Exercise -
Transcribe each of the lines below word for word, keeping every character the same.
>> BEGIN Data supplied
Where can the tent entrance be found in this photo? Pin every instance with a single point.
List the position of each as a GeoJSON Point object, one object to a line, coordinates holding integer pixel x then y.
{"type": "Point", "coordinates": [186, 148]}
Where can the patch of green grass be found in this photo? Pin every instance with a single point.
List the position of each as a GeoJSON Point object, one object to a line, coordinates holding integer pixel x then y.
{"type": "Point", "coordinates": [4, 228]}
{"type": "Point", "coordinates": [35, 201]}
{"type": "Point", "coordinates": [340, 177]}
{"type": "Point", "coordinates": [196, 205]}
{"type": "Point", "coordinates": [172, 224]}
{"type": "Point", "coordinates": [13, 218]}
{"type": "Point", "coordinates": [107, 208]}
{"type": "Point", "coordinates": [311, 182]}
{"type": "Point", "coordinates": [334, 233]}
>> END Data supplied
The result -
Where can the tent entrance be found in this photo? Pin every instance with a single point.
List the position of each as a GeoJSON Point object, one object to a line, coordinates holding integer pixel x then y.
{"type": "Point", "coordinates": [186, 148]}
Where can the patch of green grass be found in this photo? Pin every instance with a single point.
List the position of each as a GeoJSON Point object, one object to a line, coordinates holding integer pixel x then y.
{"type": "Point", "coordinates": [4, 228]}
{"type": "Point", "coordinates": [35, 201]}
{"type": "Point", "coordinates": [340, 177]}
{"type": "Point", "coordinates": [196, 205]}
{"type": "Point", "coordinates": [172, 224]}
{"type": "Point", "coordinates": [13, 218]}
{"type": "Point", "coordinates": [107, 208]}
{"type": "Point", "coordinates": [311, 182]}
{"type": "Point", "coordinates": [334, 233]}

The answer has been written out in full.